* START RECORDS FOR THIS TASK *
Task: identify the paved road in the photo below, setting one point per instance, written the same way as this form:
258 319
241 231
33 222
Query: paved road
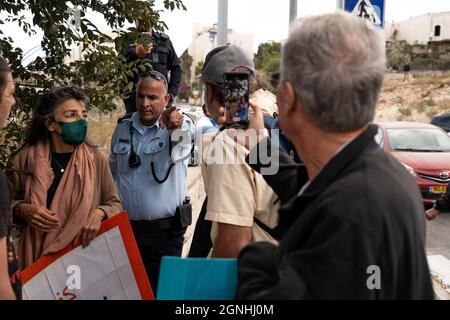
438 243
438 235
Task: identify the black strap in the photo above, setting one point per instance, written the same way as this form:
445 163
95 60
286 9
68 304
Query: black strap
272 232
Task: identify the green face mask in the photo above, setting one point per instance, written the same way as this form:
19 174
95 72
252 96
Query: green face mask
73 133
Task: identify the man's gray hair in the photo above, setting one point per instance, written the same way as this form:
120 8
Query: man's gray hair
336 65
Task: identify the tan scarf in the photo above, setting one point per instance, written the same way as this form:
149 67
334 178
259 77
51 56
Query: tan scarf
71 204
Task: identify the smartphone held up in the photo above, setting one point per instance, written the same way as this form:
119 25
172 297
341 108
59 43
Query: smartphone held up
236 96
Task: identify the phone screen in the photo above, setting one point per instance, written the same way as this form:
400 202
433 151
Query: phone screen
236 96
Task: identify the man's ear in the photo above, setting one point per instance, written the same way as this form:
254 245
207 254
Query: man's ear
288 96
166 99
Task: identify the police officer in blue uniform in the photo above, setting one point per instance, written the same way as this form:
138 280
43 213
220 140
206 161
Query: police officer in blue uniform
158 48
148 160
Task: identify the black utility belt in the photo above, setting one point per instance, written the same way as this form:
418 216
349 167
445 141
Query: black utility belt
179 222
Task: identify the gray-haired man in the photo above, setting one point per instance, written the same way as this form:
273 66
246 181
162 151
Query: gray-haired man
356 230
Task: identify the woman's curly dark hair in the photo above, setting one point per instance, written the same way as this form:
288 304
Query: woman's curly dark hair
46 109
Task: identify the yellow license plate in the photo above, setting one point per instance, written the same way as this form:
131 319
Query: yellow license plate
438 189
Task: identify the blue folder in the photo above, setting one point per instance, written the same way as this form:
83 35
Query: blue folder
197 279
* END RECORDS FOR THIS TASK *
### TASK DESCRIPTION
Reproduce every line of the records from the line containing "Task: identify the blue" through the end of the records, inclusive, requests included. Increase each answer coordinate by 67, but leave the numbers in the requests and their sample formats unchanged.

### EXERCISE RESULT
Task: identify the blue folder in the photo above, setting one point per instance, written the same way as this form:
83 35
Query: blue folder
264 346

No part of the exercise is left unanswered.